(Extracted data entries)
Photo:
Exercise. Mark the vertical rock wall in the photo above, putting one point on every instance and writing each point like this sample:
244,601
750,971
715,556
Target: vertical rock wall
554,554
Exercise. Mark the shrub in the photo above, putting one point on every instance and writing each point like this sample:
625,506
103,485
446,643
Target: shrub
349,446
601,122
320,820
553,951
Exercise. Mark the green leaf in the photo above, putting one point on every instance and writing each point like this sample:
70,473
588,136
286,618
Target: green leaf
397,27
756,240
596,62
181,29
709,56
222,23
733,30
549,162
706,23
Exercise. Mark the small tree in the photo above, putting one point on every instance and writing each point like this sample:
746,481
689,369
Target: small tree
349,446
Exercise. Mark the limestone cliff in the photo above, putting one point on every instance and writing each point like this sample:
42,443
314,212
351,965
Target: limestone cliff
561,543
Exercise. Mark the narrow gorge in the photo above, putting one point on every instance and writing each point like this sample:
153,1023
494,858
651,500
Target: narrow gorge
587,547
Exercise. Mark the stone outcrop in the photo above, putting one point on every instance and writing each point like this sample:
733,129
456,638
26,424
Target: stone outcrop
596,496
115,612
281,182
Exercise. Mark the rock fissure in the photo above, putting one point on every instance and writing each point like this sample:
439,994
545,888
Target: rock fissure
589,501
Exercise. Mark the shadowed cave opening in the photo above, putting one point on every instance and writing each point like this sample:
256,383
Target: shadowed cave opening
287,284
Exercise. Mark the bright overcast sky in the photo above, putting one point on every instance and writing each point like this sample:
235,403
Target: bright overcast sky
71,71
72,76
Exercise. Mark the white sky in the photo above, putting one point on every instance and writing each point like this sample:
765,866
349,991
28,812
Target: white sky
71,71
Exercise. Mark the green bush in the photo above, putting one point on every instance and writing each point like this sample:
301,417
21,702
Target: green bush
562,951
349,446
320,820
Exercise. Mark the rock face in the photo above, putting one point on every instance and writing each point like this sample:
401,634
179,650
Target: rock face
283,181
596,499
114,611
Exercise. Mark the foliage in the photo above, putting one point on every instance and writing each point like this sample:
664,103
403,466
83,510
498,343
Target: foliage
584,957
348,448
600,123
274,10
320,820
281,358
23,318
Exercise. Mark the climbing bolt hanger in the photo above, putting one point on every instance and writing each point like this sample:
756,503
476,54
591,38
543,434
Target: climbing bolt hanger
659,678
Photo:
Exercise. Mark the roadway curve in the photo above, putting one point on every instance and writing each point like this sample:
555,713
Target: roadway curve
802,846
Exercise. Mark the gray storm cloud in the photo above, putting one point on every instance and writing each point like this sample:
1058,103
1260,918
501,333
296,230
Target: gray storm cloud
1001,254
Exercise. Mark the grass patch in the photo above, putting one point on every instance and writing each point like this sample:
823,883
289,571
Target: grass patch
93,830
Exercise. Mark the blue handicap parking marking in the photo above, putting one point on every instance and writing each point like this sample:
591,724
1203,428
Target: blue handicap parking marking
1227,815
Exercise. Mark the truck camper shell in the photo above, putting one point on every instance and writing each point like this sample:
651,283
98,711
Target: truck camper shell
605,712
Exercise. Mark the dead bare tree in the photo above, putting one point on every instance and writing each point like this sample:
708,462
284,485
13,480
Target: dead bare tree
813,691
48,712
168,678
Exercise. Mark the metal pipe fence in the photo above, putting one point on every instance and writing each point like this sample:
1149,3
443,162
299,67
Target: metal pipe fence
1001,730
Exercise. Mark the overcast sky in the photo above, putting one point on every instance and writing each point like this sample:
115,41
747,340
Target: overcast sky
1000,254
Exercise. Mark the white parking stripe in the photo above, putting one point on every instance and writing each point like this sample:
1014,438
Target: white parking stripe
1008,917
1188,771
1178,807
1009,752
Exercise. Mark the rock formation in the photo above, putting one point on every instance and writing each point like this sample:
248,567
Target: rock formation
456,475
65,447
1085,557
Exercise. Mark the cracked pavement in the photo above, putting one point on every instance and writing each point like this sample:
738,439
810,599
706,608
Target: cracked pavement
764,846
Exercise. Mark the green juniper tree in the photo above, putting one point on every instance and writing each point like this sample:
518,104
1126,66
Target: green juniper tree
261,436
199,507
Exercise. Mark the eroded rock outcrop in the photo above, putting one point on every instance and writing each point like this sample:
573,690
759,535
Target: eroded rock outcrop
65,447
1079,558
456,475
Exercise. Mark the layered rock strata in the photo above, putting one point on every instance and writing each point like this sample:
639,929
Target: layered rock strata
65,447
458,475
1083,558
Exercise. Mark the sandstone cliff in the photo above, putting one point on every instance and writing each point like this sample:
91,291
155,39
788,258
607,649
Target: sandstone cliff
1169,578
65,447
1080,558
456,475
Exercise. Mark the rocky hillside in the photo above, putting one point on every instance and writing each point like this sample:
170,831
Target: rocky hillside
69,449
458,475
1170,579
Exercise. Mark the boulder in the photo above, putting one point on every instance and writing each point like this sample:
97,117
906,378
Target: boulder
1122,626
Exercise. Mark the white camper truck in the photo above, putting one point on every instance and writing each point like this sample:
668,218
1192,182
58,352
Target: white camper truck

» **WHAT TO PRODUCE**
Write out the whole listing again, exactly as it stands.

» **EXPECTED ANSWER**
Photo:
Exercise. Mark the vertical rock wall in the photo above, putting one point on every instance and writing each point like this sample:
244,601
750,971
715,556
Target: vertical rock wall
554,554
Exercise. Mark the shrub in the photo above, putting one point on every instance and writing each point like this sample:
625,506
103,485
446,643
Target: shrub
349,446
601,122
320,820
553,951
Exercise. Mark the green leaf in the photo above, putting one point on every instance and writing each point like this sample:
70,473
588,136
286,618
Target: green leaf
397,27
756,240
596,62
181,29
709,56
222,23
733,30
549,162
706,23
Exercise. Mark the small tree in the photo above, putting one point on every instance and writing each point like this sample:
746,481
689,369
Target: small tree
349,446
Exercise. Mark the limestone cliff in the photo above, putting one point on every instance and writing each point like this sample:
42,443
314,212
351,965
Target: limestone cliff
561,543
Exercise. Mark the narrow gorge in the photo above, putting one point on every instance and writing each point like this sample:
153,1023
494,858
651,500
Target: narrow gorge
587,547
Exercise. Mark the stone outcrop in the photo above, putting one point on every instance and writing each point like this sample:
733,129
456,638
26,424
Target: stone outcrop
596,496
115,612
281,182
Exercise. Mark the rock fissure in the photo above, putting one point on every instance and writing each point like this sample:
439,994
545,888
Target: rock fissure
589,501
Exercise. Mark the shadowed cave opening in the photo above, putting one point on every instance and writing each point like this sample:
256,383
Target: shadowed cave opening
287,284
Exercise. Mark the bright overcast sky in the photo above, putting one point on every instance and writing each point like this sample:
235,403
Target: bright overcast sky
71,71
72,76
Exercise. Mark the white sky in the photo above, putting one point on every instance and writing each point like this sample:
765,866
349,991
28,812
Target: white sky
71,71
Exercise. Mark the green bush in the photo above, putting one point on every instance and writing each point like this sample:
301,417
21,702
Target: green bush
562,951
349,446
320,820
Exercise. Mark the rock face in the photo above, putting one point on every instance and writing each point like this sample:
401,634
179,650
Target: rock face
283,181
596,499
114,611
Exercise. Mark the foliage in the photo above, putting one point on every instance and writing each point like this sample:
664,103
403,466
83,510
498,343
Target: foliage
584,957
348,448
600,123
274,10
320,820
281,358
23,318
Exercise. Mark the climbing bolt hanger in the photo above, putting one point on every instance and writing each point like this sample:
756,503
476,54
591,38
543,434
Target: climbing bolt hanger
659,678
Photo:
Exercise. Mark the roadway curve in the photo above, putting one point on every instance and writing each point like this sample:
555,713
Target: roadway curve
802,846
Exercise. Mark the gray storm cloud in the photo above, putting one point on every instance and writing each point like this sample:
1058,103
1260,918
501,333
296,230
Target: gray storm cloud
1001,254
Exercise. Mark the grass patch in the photo above, putting one point on every instance and writing each point like this sample:
823,883
289,571
Target: grass patch
93,830
Exercise. Mark the blue handicap parking marking in the photo above, putting one point on every instance and writing each point like this sample:
591,724
1203,428
Target: blue handicap parking marking
1227,815
Exercise. Mark the truck camper shell in the photo above, putting one point on every instance and writing each point like this sample:
651,283
98,711
Target: truck camper shell
605,712
Exercise. Mark the dead bare tree in the photo above, putting one point on every instance and writing each point like this sample:
708,462
284,485
13,480
Target: dead bare tree
813,691
48,712
168,678
Exercise. Mark the metal pipe fence in the photo above, putting one point on every instance and writing each point like this sample:
1149,3
443,162
299,67
Target: metal pipe fence
1001,730
Exercise. Mark the overcast sky in the photo above, putting one point on every instance and writing each point like this sample:
115,41
747,340
Target: overcast sky
1000,254
Exercise. Mark the white parking stripe in the photo above, putting one point on every instance and writing each point like this sample:
1014,438
Target: white parking stripe
1008,917
1188,771
1178,807
1009,752
Exercise. Mark the rock formation in the photo above, putting one point on every instance and writing each point like this sample:
248,567
Target: rock formation
456,475
65,447
1085,557
Exercise. Mark the cracked pavement in the photo above, putting one point on every instance and writing each point like this sample:
738,439
810,599
706,608
Target: cracked pavement
764,846
Exercise. Mark the green juniper tree in the photo above, putting one point on every instance and writing each point like this sample:
518,104
1126,66
Target: green juniper tree
261,436
199,507
Exercise. Mark the eroded rock outcrop in the photo above, putting one point on every instance and writing each point like this sample:
573,690
759,535
Target: eroded rock outcrop
65,447
1079,558
456,475
Exercise. Mark the layered rock strata in the photo above, putting one point on every instance and writing each point like this sample:
639,929
Target: layered rock strata
65,447
458,475
1083,558
Exercise. Mark the sandstone cliff in the photo above, putting one point on every instance and writing each point like this sample:
91,291
155,39
788,258
607,649
Target: sandstone cliff
1169,578
65,447
1080,558
456,475
Exercise. Mark the rocky hillside in the photo above, putting one point on every instance and writing each point like this sample:
170,831
Target: rocky hillside
69,449
458,475
1170,579
Exercise. Mark the boulder in the photo above, putting one point on every instance and writing each point like this sample:
97,117
906,378
Target: boulder
1122,626
Exercise. Mark the white camper truck in the photo above, putting one point on every instance and writing each point like this sample:
668,218
1192,182
58,352
Target: white camper truck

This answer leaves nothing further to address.